### [PROBLEM REQUIREMENTS]
Rewrite the passage of the Helen Upperton text between "A former triple" and "World Cup competition.", inclusive, putting "long jumper" in place of "triple jumper".

[DOCUMENT EXCERPT start]

Helen Lesley Upperton (born October 31, 1979) is a Canadian bobsledder who has competed since 2002. Upperton was born in Ahmadi, Kuwait as her parents involvement in the oil industry meant they traveled abroad. She holds dual citizenship of both Great Britain and Canada. Upperton won the silver medal at the 2010 Winter Olympics after previously finishing fourth in the two-woman event at the 2006 Winter Olympics in Turin. In 2020 Upperton won a Canadian Screen Award for “Best Sports Analyst” for her coverage of the Bobsleigh World Championship event with Mark Lee. She went to high school at Dr. E.P. Scarlett High School and graduated from the University of Texas in Austin with a BSc.

Upperton also competed in the FIBT World Championships, earning her best finish of fourth in the two-woman event at Altenberg in 2008. Her best overall Bobsleigh World Cup finish was second in the two-woman event in the 2005–06 season.

A former triple jumper at the University of Texas at Austin, Upperton moved to bobsleigh in 2002. In the 2005–06 season she won four medals on the World Cup including a gold at an event in St. Moritz, Switzerland, Canada's first women's World Cup win in bobsleigh. One month later she finished fourth in the two-woman event at the 2006 Winter Olympics. Upperton scored a total of six wins and over 20 podium finishes in World Cup competition.

[DOCUMENT EXCERPT end]
[SOURCE EXCERPT start]

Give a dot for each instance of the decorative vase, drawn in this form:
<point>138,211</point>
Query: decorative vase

[SOURCE EXCERPT end]

### [COMPLETE ANSWER]
A former long jumper at the University of Texas at Austin, Upperton moved to bobsleigh in 2002. In the 2005–06 season she won four medals on the World Cup including a gold at an event in St. Moritz, Switzerland, Canada's first women's World Cup win in bobsleigh. One month later she finished fourth in the two-woman event at the 2006 Winter Olympics. Upperton scored a total of six wins and over 20 podium finishes in World Cup competition.